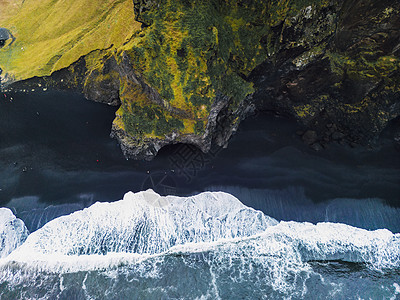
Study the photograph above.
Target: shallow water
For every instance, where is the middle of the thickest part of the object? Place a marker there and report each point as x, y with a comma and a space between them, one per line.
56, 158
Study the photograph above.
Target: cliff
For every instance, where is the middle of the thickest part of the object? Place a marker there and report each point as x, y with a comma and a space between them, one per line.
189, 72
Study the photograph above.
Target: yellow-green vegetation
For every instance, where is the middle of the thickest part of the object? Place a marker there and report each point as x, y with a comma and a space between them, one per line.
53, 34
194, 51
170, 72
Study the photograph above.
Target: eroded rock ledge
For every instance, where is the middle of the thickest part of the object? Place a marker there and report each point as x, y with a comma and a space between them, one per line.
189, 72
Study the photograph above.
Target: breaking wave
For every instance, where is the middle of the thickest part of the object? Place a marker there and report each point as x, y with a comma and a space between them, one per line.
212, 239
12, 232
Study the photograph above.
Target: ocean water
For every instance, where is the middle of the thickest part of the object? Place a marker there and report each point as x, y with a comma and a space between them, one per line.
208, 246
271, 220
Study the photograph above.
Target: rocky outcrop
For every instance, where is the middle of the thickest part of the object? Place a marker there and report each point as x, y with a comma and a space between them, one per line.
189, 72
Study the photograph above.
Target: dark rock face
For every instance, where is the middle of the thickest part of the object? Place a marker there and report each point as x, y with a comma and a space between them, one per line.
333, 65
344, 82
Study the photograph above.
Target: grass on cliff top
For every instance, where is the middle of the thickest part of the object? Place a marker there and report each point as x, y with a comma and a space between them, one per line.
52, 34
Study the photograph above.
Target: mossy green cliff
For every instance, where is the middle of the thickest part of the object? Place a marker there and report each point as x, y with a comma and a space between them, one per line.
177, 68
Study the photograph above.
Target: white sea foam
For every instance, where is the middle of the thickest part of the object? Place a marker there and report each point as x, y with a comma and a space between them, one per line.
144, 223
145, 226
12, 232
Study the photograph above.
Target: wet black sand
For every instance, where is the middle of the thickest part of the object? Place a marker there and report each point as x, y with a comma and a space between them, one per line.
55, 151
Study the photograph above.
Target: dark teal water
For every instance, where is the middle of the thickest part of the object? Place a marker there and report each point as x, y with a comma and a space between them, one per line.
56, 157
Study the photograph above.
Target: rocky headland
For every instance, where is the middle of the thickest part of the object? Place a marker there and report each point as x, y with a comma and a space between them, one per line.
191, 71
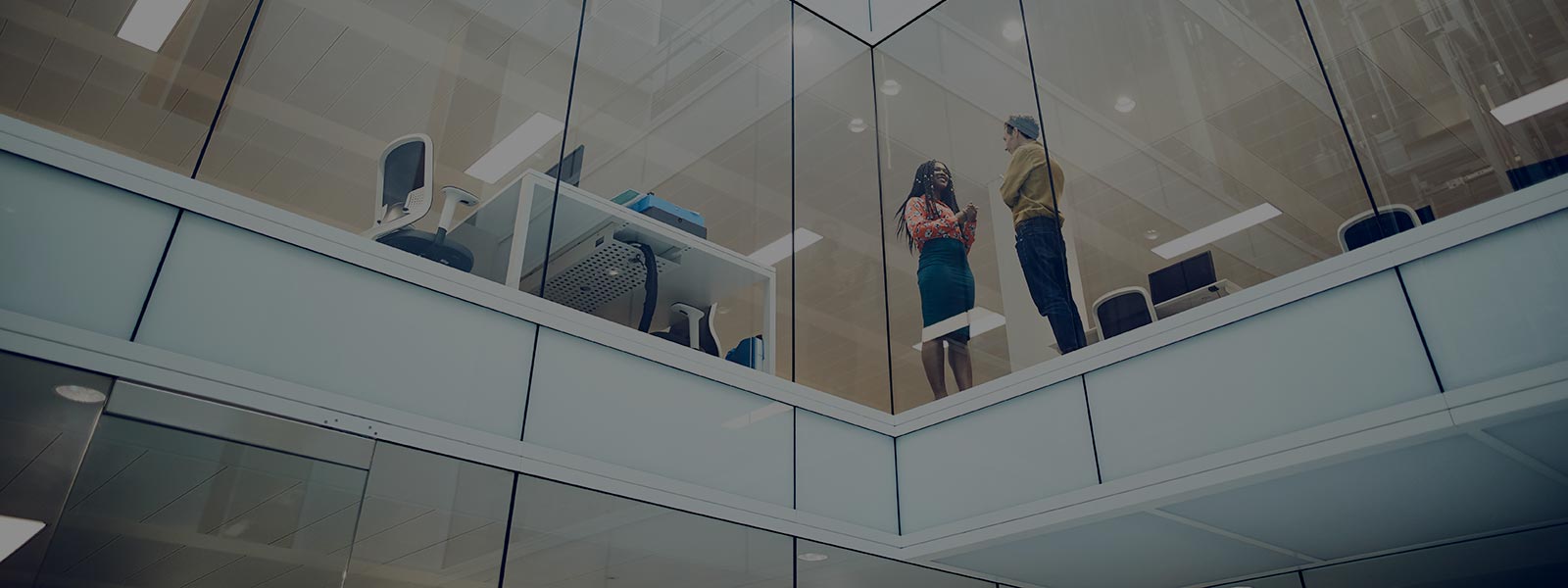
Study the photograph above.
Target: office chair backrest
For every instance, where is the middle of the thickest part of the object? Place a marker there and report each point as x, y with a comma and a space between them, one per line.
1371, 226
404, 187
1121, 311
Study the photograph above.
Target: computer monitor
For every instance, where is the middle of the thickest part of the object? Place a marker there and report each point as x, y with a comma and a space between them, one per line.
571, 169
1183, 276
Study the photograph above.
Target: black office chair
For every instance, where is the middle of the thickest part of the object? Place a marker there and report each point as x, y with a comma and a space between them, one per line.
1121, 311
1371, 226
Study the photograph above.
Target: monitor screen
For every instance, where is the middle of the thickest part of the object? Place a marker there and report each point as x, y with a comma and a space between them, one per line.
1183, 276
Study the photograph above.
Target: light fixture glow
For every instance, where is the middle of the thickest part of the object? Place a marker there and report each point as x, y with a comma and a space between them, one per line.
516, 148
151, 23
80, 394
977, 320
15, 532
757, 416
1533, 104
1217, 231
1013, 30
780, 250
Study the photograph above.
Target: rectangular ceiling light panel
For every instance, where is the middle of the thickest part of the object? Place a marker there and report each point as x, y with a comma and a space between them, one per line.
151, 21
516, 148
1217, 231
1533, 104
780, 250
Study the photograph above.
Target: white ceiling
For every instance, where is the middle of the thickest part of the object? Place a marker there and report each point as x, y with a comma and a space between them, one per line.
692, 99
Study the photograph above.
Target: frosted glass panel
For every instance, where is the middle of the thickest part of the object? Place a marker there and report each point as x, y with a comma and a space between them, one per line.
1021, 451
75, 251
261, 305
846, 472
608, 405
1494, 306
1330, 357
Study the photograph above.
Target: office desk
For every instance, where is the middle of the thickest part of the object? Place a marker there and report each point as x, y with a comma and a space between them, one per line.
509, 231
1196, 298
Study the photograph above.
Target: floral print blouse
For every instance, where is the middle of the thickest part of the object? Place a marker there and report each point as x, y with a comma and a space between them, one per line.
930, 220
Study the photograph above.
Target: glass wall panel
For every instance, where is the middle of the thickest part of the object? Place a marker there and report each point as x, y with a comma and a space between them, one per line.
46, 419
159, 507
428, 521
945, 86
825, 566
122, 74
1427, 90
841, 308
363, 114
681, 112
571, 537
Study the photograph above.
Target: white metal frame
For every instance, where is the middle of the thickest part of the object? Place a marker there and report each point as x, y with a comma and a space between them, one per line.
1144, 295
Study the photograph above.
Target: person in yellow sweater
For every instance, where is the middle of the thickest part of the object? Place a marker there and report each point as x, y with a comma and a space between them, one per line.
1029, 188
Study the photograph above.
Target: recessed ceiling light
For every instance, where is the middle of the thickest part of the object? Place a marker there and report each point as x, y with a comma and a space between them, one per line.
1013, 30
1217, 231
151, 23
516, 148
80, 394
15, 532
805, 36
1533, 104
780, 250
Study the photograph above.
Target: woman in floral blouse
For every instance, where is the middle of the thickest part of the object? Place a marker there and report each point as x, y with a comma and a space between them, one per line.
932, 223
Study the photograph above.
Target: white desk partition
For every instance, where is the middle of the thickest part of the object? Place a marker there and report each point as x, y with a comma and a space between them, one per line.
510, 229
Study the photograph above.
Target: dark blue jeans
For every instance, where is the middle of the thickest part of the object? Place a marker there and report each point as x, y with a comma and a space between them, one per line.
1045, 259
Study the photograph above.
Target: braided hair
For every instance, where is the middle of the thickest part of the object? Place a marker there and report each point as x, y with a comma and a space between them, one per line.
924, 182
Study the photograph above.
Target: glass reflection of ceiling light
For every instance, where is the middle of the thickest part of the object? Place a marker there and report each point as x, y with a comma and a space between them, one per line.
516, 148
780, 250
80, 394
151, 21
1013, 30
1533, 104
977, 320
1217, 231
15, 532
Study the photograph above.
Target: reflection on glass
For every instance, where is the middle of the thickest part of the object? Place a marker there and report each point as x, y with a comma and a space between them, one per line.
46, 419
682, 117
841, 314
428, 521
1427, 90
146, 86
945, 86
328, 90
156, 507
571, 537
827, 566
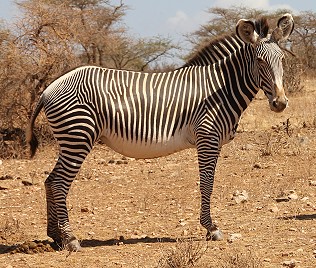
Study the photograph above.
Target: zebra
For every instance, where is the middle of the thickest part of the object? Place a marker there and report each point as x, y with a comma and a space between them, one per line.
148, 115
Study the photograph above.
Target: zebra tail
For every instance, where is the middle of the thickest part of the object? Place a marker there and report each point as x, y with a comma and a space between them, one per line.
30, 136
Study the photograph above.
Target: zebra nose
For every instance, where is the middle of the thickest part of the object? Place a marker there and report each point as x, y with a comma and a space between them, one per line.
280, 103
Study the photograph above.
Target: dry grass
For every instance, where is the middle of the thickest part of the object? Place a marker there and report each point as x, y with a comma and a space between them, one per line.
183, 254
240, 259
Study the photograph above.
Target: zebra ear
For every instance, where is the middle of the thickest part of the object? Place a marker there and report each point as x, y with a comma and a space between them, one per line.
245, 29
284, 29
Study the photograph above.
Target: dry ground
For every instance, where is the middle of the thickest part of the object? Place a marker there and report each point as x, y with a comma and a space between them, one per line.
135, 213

========

● WORK TO COMPLETE
Output the lines of the data exactly, starting at the first and ending with the line that has "Target: cliff". Pictures are not part of it.

● ANSWER SECTION
Study the photograph above.
Target: shallow water
For every instance, where is the middle of the thickest part of the object? Place a marker there and report each point as x, y with a comma and a space between them, one per line.
56, 158
Study the photograph above.
Target: cliff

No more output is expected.